* **Stated exercise A**
In the forum thread about barking dogs, what device does Mojo1 use on Drake?
* **Stated exercise B**
Continue the forum thread about barking dogs from where it stops.

* **Reading passage**
# Apparently dogs shouldn't bark..............



## cwp (Nov 25, 2007)

I have a very unfortunate situation in my neighborhood. I have a neighbor that has 3 hound dogs. 2 blue tick pups that are 8 months old and a plotty (spelling may be wrong). They are barking too much, and the police are making them get rid of the dogs. They are willing to give them away to the right home. They are great hunting dogs and have incredible pedigree's. If you are interested please send me a pm.
Cory


----------



## Mojo1 (Sep 8, 2007)

That sucks big time, people are such whiners! A bark collar is the answer to their problem. 

I sure as hell wouldn't get rid of my dogs because someone complained, even if I had to fight in court. 

I have a Tri-Tronics G-3 bark limiter for Drake and boy does it works well on him, it only took a couple of times, now I just strap it on from time to time to keep him honest (usually not even turned on, he knows what it is) :lol: . 

Funny thing was the only neighbor to complain was the one with a dog that barked all the time, of course I told them where to pack it. When I asked the others and they said he constantly barked while I was gone, I got the collar.

Man if I was still living down south, I'd jump at the chance to get them, but I'm full up at my place here. I'll pass the word to my buddy with a redbone.


----------



## hyperduc (Sep 18, 2009)

Dogs that bark aren't a problem, dogs that bark all the time coupled with an owner who is too stupid/inconsiderate to stop them from doing so is a problem.

Hopefully you can get a home for them.


----------



## lehi (Sep 13, 2007)

Mojo1 said:


> That sucks big time, people are such whiners! A bark collar is the answer to their problem.
> 
> I sure as hell wouldn't get rid of my dogs because someone complained, even if I had to fight in court.
> 
> ...


+1

Are bark collars not an option?


----------



## yfzduner450 (Dec 28, 2009)

hyperduc said:


> Dogs that bark aren't a problem, dogs that bark all the time coupled with an owner who is too stupid/inconsiderate to stop them from doing so is a problem.
> 
> Hopefully you can get a home for them.


I agree completely!! If you own a dog you should be considerate of your neighbors. Nothing worst then a jerk neighbor with barking dogs. I'm really surprised the police are doing something about it, it must be an ongoing issue.


----------



## sparky00045 (Apr 1, 2008)

I live in davis county and have been fighting the same barking dogs for 2 years i have call animal control atleased 50 times and have taking time off work and went to there office and signed complaints 5 times and the last time they told me they wouldn't do anything until i can prove it, and they still have done nothing, but talk to the owner witch lasts for a couple days then back to barking everynight, the dogs have learned as soon as it gets dark they bark until they are let in the house.

So my question is does anyone know who is boss over animal control in davis country, i am going to see them, go to the top.

My problem is the owner is always gone, and he leaves his dogs at home for all the rest of us to listen too, while he is out of town, what a nice guy???


----------



## hyperduc (Sep 18, 2009)

sparky00045 said:


> I live in davis county and have been fighting the same barking dogs for 2 years i have call animal control atleased 50 times and have taking time off work and went to there office and signed complaints 5 times and the last time they told me they wouldn't do anything until i can prove it, and they still have done nothing, but talk to the owner witch lasts for a couple days then back to barking everynight, the dogs have learned as soon as it gets dark they bark until they are let in the house.

* **Extracted records**

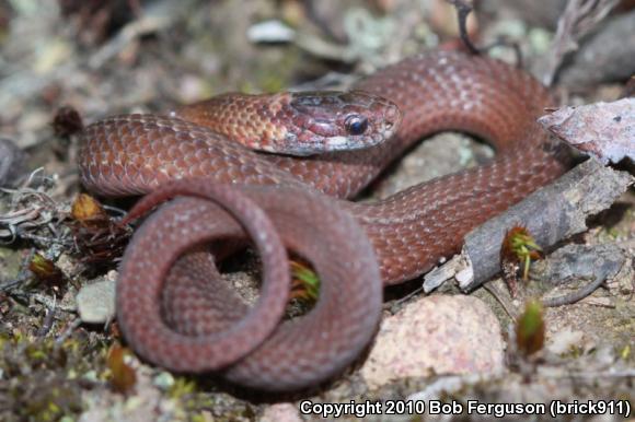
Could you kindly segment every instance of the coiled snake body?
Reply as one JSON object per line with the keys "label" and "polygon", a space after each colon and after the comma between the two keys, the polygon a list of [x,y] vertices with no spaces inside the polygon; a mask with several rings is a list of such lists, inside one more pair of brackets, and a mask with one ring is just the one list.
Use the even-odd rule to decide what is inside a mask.
{"label": "coiled snake body", "polygon": [[[205,116],[185,121],[197,121],[196,107],[176,117],[114,117],[84,130],[80,169],[89,189],[153,191],[131,216],[180,196],[142,224],[120,267],[117,317],[140,355],[265,390],[323,382],[372,339],[382,285],[428,271],[457,253],[470,230],[567,168],[566,154],[535,122],[553,105],[549,92],[503,62],[431,52],[380,70],[355,90],[396,103],[403,120],[390,141],[310,157],[263,154],[201,127]],[[377,126],[396,118],[390,102],[363,106],[369,120],[380,116],[370,121],[374,129],[396,125]],[[344,200],[413,142],[449,129],[492,141],[496,160],[377,202]],[[169,183],[175,179],[182,181]],[[203,246],[244,232],[263,259],[254,307],[220,278]],[[311,261],[321,291],[308,315],[280,324],[289,290],[285,246]]]}

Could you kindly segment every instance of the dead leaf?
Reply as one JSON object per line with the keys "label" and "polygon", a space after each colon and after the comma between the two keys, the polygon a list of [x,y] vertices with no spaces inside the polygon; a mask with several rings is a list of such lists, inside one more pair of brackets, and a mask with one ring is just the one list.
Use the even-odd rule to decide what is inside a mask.
{"label": "dead leaf", "polygon": [[565,107],[538,121],[602,164],[624,157],[635,162],[635,98]]}

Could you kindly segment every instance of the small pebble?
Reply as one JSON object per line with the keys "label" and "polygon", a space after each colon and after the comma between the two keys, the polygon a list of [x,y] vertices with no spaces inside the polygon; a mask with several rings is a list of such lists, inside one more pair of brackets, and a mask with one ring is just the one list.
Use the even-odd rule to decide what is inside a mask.
{"label": "small pebble", "polygon": [[83,323],[106,324],[115,317],[115,279],[108,277],[80,289],[76,300]]}
{"label": "small pebble", "polygon": [[496,316],[472,296],[435,295],[384,318],[361,375],[370,388],[431,374],[493,374],[505,368]]}

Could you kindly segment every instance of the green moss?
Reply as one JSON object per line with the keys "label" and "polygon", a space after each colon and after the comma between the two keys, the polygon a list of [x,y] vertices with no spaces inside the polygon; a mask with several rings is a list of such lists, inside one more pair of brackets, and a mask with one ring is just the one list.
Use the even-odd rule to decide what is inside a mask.
{"label": "green moss", "polygon": [[58,343],[20,330],[0,336],[2,395],[9,398],[0,420],[74,420],[83,410],[78,375],[94,367],[95,350],[90,341],[72,338]]}

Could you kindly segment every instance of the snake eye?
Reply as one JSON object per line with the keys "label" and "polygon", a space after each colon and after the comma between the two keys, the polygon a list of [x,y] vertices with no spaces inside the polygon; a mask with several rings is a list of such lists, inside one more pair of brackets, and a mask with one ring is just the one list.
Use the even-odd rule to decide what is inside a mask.
{"label": "snake eye", "polygon": [[366,129],[368,128],[368,119],[363,116],[351,115],[346,118],[344,126],[348,133],[354,136],[361,134],[366,132]]}

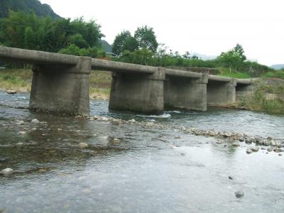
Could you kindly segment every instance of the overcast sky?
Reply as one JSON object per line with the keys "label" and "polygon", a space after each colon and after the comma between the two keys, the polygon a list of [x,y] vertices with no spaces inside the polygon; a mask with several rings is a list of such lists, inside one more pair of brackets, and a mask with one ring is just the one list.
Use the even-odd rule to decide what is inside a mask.
{"label": "overcast sky", "polygon": [[247,58],[284,63],[283,0],[40,0],[64,18],[102,26],[109,43],[122,30],[153,28],[158,43],[183,53],[219,55],[240,43]]}

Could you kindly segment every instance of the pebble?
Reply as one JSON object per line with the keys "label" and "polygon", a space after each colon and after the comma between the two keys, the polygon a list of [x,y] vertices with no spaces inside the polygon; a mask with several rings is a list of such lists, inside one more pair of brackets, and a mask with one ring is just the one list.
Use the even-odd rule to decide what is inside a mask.
{"label": "pebble", "polygon": [[0,158],[0,163],[6,163],[7,160],[7,158]]}
{"label": "pebble", "polygon": [[18,125],[23,125],[25,122],[23,121],[18,121],[18,122],[16,124]]}
{"label": "pebble", "polygon": [[236,195],[236,197],[241,198],[241,197],[244,197],[244,193],[243,191],[237,191],[235,192],[235,195]]}
{"label": "pebble", "polygon": [[247,153],[248,154],[251,154],[251,153],[253,153],[253,151],[252,151],[251,149],[250,149],[250,148],[248,148],[248,149],[246,150],[246,153]]}
{"label": "pebble", "polygon": [[259,148],[258,147],[253,147],[251,148],[251,150],[254,152],[258,152],[259,151]]}
{"label": "pebble", "polygon": [[233,146],[237,147],[237,146],[239,146],[239,144],[238,142],[234,142]]}
{"label": "pebble", "polygon": [[7,168],[4,170],[1,170],[0,174],[2,174],[4,175],[10,175],[13,174],[13,169]]}
{"label": "pebble", "polygon": [[26,131],[19,131],[19,132],[18,132],[18,134],[19,134],[19,135],[25,135],[25,134],[26,134]]}
{"label": "pebble", "polygon": [[119,143],[120,140],[118,138],[114,138],[114,143]]}
{"label": "pebble", "polygon": [[13,89],[7,89],[7,91],[6,91],[6,92],[7,94],[14,94],[17,93],[17,92],[16,90],[13,90]]}
{"label": "pebble", "polygon": [[33,124],[39,124],[40,123],[40,121],[37,119],[34,119],[31,120],[31,122]]}
{"label": "pebble", "polygon": [[81,142],[80,143],[79,143],[79,146],[81,148],[87,148],[89,145],[87,143]]}

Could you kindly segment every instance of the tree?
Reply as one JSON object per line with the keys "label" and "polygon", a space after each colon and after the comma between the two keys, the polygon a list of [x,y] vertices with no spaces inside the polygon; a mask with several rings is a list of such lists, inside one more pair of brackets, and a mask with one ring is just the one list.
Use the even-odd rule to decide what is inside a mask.
{"label": "tree", "polygon": [[37,47],[37,40],[33,28],[30,26],[25,29],[24,35],[25,48],[30,50],[36,50]]}
{"label": "tree", "polygon": [[86,48],[89,47],[87,41],[83,38],[83,36],[80,33],[72,35],[69,37],[69,43],[75,44],[80,48]]}
{"label": "tree", "polygon": [[244,55],[243,47],[239,44],[236,44],[232,50],[228,52],[222,53],[217,57],[217,60],[221,63],[222,66],[230,69],[234,68],[239,70],[244,65],[246,57]]}
{"label": "tree", "polygon": [[156,52],[158,44],[152,28],[147,26],[138,28],[134,38],[137,40],[139,49],[146,48],[153,53]]}
{"label": "tree", "polygon": [[123,44],[122,50],[133,52],[138,50],[138,42],[133,37],[127,38]]}
{"label": "tree", "polygon": [[124,43],[131,37],[131,33],[129,31],[123,31],[119,33],[114,39],[112,53],[116,55],[120,55],[124,50],[126,50],[125,48],[124,50]]}

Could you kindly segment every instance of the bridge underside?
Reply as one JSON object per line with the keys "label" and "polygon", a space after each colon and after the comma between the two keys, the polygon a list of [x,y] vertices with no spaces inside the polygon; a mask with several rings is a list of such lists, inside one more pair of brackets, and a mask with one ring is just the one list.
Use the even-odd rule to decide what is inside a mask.
{"label": "bridge underside", "polygon": [[206,111],[206,80],[167,77],[164,86],[165,108]]}
{"label": "bridge underside", "polygon": [[163,114],[165,74],[113,73],[109,109]]}
{"label": "bridge underside", "polygon": [[90,58],[76,65],[35,65],[29,108],[55,114],[89,114]]}
{"label": "bridge underside", "polygon": [[209,81],[207,84],[207,104],[226,106],[236,102],[236,82]]}

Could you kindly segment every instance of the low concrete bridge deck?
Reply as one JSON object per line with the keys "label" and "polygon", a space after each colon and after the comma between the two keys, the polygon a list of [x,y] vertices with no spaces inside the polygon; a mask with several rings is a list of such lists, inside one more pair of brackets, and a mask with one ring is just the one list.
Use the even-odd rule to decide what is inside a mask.
{"label": "low concrete bridge deck", "polygon": [[0,46],[2,60],[33,65],[29,107],[89,114],[91,69],[111,71],[110,109],[161,114],[165,108],[206,111],[236,102],[238,80],[164,67]]}

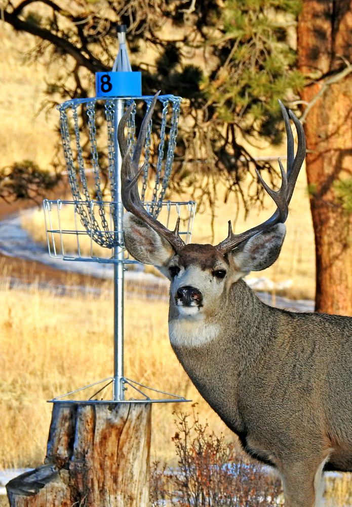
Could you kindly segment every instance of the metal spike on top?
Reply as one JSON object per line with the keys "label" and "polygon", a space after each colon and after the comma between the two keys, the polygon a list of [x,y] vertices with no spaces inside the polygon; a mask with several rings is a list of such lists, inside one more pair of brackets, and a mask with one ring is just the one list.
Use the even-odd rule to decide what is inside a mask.
{"label": "metal spike on top", "polygon": [[[167,227],[173,209],[172,220],[174,218],[176,221],[177,219],[174,234],[180,238],[180,241],[184,240],[187,243],[190,241],[195,204],[191,202],[164,201],[174,160],[182,99],[172,95],[159,95],[155,98],[154,102],[157,101],[159,105],[156,109],[161,112],[159,115],[151,115],[148,119],[143,131],[145,138],[143,135],[136,139],[136,115],[140,112],[144,116],[146,110],[151,112],[153,97],[141,95],[141,73],[132,71],[126,49],[126,26],[118,26],[117,33],[120,43],[119,53],[111,72],[97,73],[97,96],[68,100],[58,106],[66,170],[73,200],[70,203],[68,201],[56,201],[55,203],[46,201],[44,209],[49,251],[51,247],[53,248],[53,256],[67,260],[98,261],[113,264],[114,373],[113,377],[107,380],[112,381],[108,385],[113,385],[113,401],[124,402],[125,391],[128,387],[140,394],[141,392],[141,401],[149,402],[157,400],[151,400],[140,391],[139,387],[144,386],[138,384],[139,387],[137,387],[138,383],[131,384],[132,381],[126,379],[124,375],[124,270],[126,264],[137,262],[127,258],[123,231],[122,158],[118,141],[118,129],[125,111],[128,110],[130,113],[128,118],[125,119],[125,148],[131,152],[138,153],[139,157],[141,155],[141,169],[137,169],[136,179],[141,176],[142,201],[145,213],[156,219],[162,209],[166,210],[165,225]],[[143,141],[141,140],[142,137]],[[155,142],[158,137],[159,146]],[[152,152],[152,146],[155,147],[154,153]],[[152,168],[155,171],[153,186],[152,184],[150,189],[152,198],[150,201],[145,202],[147,186],[151,180],[148,176],[152,155],[154,161]],[[61,206],[70,204],[74,210],[75,230],[64,230],[61,227]],[[51,214],[52,209],[55,208],[59,219],[57,229],[55,228],[52,220],[53,213]],[[188,221],[182,221],[180,227],[182,208],[187,213],[188,219]],[[182,218],[185,214],[182,213]],[[80,221],[81,227],[78,223]],[[67,256],[64,253],[63,238],[65,234],[75,235],[78,256]],[[181,239],[182,235],[183,239]],[[82,238],[87,240],[87,236],[92,245],[90,258],[85,258],[80,254],[80,241]],[[55,239],[58,236],[62,255],[57,255]],[[110,255],[94,257],[93,252],[95,244],[111,249]],[[99,388],[94,396],[101,391]],[[155,389],[152,391],[159,392]],[[168,394],[169,395],[172,397],[163,398],[159,401],[184,401],[182,396]],[[59,397],[60,400],[62,399],[62,396]],[[96,403],[100,401],[96,400]]]}

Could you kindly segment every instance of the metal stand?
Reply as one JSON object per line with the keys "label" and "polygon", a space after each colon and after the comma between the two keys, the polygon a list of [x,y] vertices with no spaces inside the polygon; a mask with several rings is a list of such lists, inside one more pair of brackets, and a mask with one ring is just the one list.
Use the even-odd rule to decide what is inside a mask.
{"label": "metal stand", "polygon": [[[73,200],[72,201],[48,201],[44,203],[46,224],[48,236],[49,253],[52,257],[59,257],[65,260],[84,261],[113,264],[114,280],[114,369],[113,376],[104,380],[96,382],[90,386],[76,389],[66,394],[63,394],[51,400],[58,403],[81,403],[81,401],[67,399],[67,396],[74,393],[88,390],[88,400],[90,404],[108,403],[117,402],[121,403],[166,403],[168,402],[186,401],[183,396],[149,387],[127,379],[124,377],[124,281],[125,265],[137,263],[137,261],[128,258],[125,248],[123,230],[124,207],[121,201],[121,170],[122,160],[117,139],[118,127],[122,117],[125,105],[135,102],[135,106],[130,117],[127,129],[129,144],[133,147],[135,142],[135,116],[138,106],[136,104],[141,101],[147,107],[150,106],[152,97],[114,97],[101,98],[95,97],[88,99],[77,99],[67,101],[59,106],[60,112],[60,127],[62,137],[64,153],[66,168],[71,187]],[[195,204],[188,202],[165,202],[164,199],[169,184],[169,178],[172,166],[174,151],[176,146],[177,134],[177,122],[179,115],[180,97],[173,95],[159,96],[158,100],[162,108],[158,118],[158,131],[160,132],[160,142],[155,157],[155,175],[152,200],[144,202],[148,212],[159,220],[165,221],[167,227],[170,227],[169,221],[176,223],[178,217],[182,219],[181,230],[180,234],[185,235],[185,242],[190,241],[193,221],[195,211]],[[106,130],[104,132],[100,120],[97,122],[98,114],[105,115]],[[86,134],[82,128],[80,117],[83,115],[88,117],[89,142]],[[152,118],[150,120],[147,132],[144,146],[144,156],[148,162],[150,157],[150,147],[151,140]],[[84,150],[90,149],[90,154],[85,158]],[[87,146],[89,148],[87,149]],[[109,190],[111,200],[104,200],[104,191],[101,186],[101,168],[100,153],[105,150],[108,161],[108,175],[110,180]],[[156,160],[155,160],[156,159]],[[91,164],[87,168],[87,161]],[[92,189],[89,188],[86,170],[90,170],[94,181],[94,190],[96,200],[91,197]],[[148,180],[148,163],[144,164],[142,176],[142,200],[144,199]],[[104,190],[106,190],[106,187]],[[66,229],[62,227],[62,220],[60,213],[63,206],[68,206],[72,210],[74,229]],[[52,210],[55,209],[57,215],[54,216]],[[182,212],[182,210],[185,212]],[[167,212],[165,216],[165,211]],[[175,213],[176,212],[176,213]],[[173,216],[171,216],[174,213]],[[159,217],[164,215],[164,219]],[[182,216],[181,216],[181,214]],[[176,215],[176,216],[175,216]],[[172,222],[171,222],[172,223]],[[186,226],[185,230],[182,228]],[[68,254],[65,246],[65,237],[72,235],[75,236],[78,255],[69,252]],[[90,256],[82,255],[84,249],[81,248],[87,242],[90,241]],[[103,247],[102,257],[93,255],[95,244]],[[65,251],[66,250],[66,251]],[[60,252],[61,251],[61,252]],[[96,392],[91,395],[92,388],[99,386]],[[102,386],[100,387],[100,386]],[[107,391],[105,388],[112,387],[110,397],[106,399]],[[125,391],[128,388],[129,394],[126,400]],[[145,393],[151,391],[155,396],[158,393],[162,395],[161,398],[152,399]],[[166,395],[168,397],[166,397]],[[139,396],[138,398],[134,396]]]}
{"label": "metal stand", "polygon": [[119,149],[118,142],[118,127],[124,114],[124,101],[117,99],[115,101],[114,115],[114,144],[115,150],[115,185],[114,201],[116,213],[114,226],[118,232],[117,238],[119,245],[114,249],[114,257],[119,261],[113,266],[113,399],[120,401],[125,399],[124,382],[124,235],[123,233],[123,219],[124,207],[121,202],[121,166],[122,159]]}

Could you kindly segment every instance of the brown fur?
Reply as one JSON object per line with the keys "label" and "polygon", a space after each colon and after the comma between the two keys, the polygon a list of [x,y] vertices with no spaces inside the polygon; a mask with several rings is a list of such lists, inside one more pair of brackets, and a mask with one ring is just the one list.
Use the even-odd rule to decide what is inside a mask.
{"label": "brown fur", "polygon": [[[126,229],[135,223],[127,216]],[[211,245],[171,255],[159,245],[158,256],[172,279],[169,329],[180,362],[244,450],[278,470],[286,507],[314,507],[323,469],[352,471],[352,318],[272,308],[241,279],[275,261],[284,236],[275,226],[226,258]],[[223,280],[214,269],[226,270]],[[186,286],[203,297],[189,313],[176,297]]]}

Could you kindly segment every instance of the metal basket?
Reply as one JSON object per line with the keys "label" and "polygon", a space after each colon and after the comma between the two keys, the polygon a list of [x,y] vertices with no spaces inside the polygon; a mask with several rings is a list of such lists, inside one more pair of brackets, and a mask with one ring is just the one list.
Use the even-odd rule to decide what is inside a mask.
{"label": "metal basket", "polygon": [[[155,203],[144,202],[147,211]],[[65,261],[85,261],[91,262],[113,264],[135,264],[138,261],[130,258],[125,250],[124,258],[119,258],[120,249],[114,246],[114,238],[122,231],[114,229],[113,214],[116,205],[121,203],[111,201],[57,200],[47,199],[43,202],[44,216],[47,231],[48,248],[51,257]],[[189,243],[192,235],[195,213],[195,204],[188,202],[162,202],[159,210],[159,220],[169,228],[170,224],[176,223],[180,218],[179,234],[186,244]],[[88,230],[83,225],[81,213],[85,214],[91,223],[96,223],[99,227]],[[101,227],[101,210],[107,225],[105,229]],[[99,235],[100,241],[96,240]],[[102,245],[109,245],[102,246]]]}

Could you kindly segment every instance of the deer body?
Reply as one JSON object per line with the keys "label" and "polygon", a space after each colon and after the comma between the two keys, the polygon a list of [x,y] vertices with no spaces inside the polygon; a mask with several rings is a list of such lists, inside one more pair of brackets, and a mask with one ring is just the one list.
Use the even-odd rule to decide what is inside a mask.
{"label": "deer body", "polygon": [[137,182],[144,136],[157,97],[143,120],[133,157],[119,127],[125,240],[130,254],[171,281],[169,335],[201,394],[238,435],[250,455],[276,469],[286,507],[319,504],[324,469],[352,472],[352,318],[294,313],[260,301],[242,278],[270,266],[285,237],[288,203],[305,144],[298,148],[281,105],[288,136],[288,170],[281,188],[258,174],[277,209],[263,224],[232,232],[215,246],[185,245],[145,210]]}

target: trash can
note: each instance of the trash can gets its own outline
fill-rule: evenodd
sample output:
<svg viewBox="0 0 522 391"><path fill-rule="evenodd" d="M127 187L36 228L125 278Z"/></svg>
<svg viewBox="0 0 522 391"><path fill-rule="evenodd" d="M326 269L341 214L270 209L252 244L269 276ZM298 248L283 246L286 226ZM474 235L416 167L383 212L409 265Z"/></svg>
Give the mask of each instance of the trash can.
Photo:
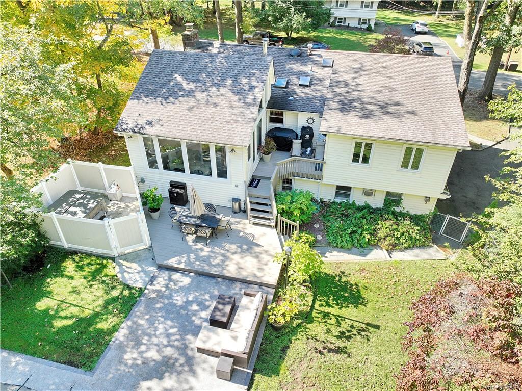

* **Final result A**
A Tri-Tronics G-3 bark limiter.

* **Final result B**
> 
> So my question is does anyone know who is boss over animal control in davis country, i am going to see them, go to the top.
> 
> My problem is the owner is always gone, and he leaves his dogs at home for all the rest of us to listen too, while he is out of town, what a nice guy???


Police and animal control who ignore issues lead to dogs that are either shot or poisoned by reasonable people who have ran out of options. If I were you I suggest you do you best to document all of your actions and then file suit against the owner of the dogs in small claims court.


----------



## Huge29 (Sep 17, 2007)

hyperduc said:


> Dogs that bark aren't a problem, dogs that bark all the time coupled with an owner who is too stupid/inconsiderate to stop them from doing so is a problem.


 Well stated! 


sparky00045 said:


> I live in davis county and have been fighting the same barking dogs for 2 years i have call animal control atleased 50 times ...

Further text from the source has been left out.